■ Stored records ■
----------
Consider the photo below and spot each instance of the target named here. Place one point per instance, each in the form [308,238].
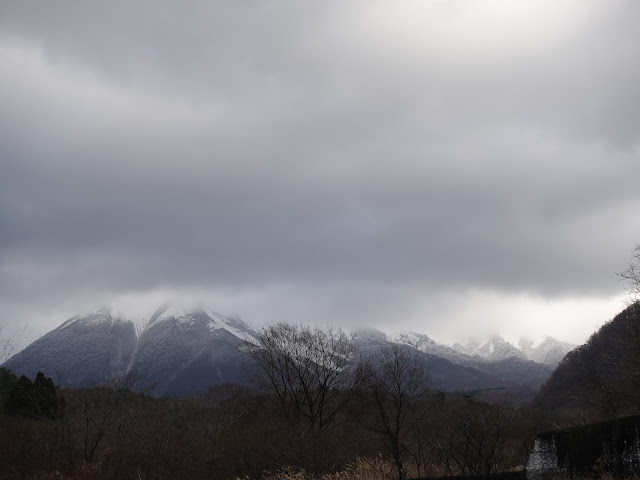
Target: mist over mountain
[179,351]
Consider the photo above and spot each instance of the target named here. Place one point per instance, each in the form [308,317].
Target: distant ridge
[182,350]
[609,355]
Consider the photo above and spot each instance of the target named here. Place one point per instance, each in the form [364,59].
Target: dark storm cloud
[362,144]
----------
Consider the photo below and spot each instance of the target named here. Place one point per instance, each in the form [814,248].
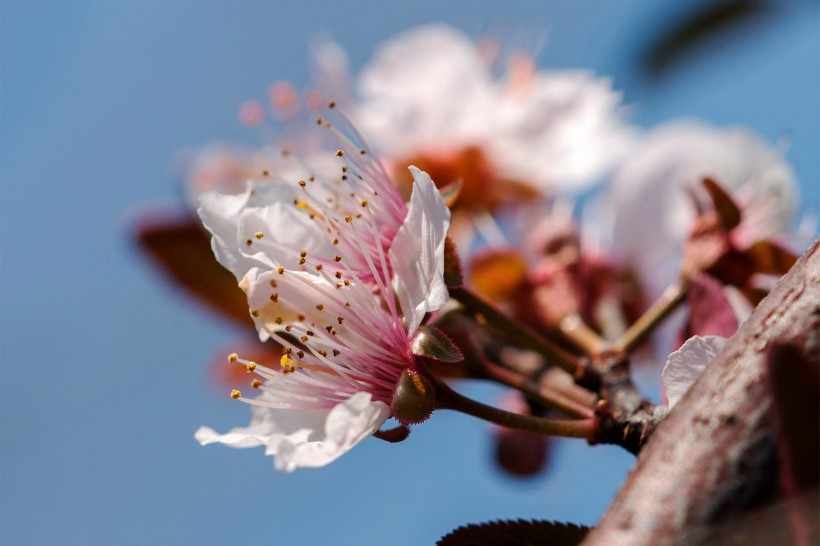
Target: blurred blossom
----------
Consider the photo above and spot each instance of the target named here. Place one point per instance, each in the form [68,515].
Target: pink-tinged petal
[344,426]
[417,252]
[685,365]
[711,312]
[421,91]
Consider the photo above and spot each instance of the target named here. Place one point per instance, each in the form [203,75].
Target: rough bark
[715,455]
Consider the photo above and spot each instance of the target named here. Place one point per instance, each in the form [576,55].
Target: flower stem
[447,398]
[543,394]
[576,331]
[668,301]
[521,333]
----------
Count the lines in the rows above that contain the string "below". Reply with that number only.

■ Correct output ■
2